Copy the data below line for line, with no changes.

[BEGIN]

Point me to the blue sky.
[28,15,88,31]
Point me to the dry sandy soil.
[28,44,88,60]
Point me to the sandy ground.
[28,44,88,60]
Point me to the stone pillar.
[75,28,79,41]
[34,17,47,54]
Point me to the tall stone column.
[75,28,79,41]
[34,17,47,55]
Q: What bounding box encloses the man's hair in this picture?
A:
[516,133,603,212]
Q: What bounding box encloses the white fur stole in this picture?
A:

[END]

### [SOLUTION]
Point me to the blue sky.
[28,15,88,31]
Point me to the dry sandy soil.
[28,44,88,60]
Point me to the sandy ground.
[28,44,88,60]
Point me to the stone pillar.
[75,28,79,41]
[34,17,47,54]
Point me to the tall stone column.
[75,28,79,41]
[34,17,47,55]
Q: What bounding box encloses the man's hair in this picture?
A:
[516,133,603,212]
Q: What bounding box encloses the white fur stole in this picture?
A:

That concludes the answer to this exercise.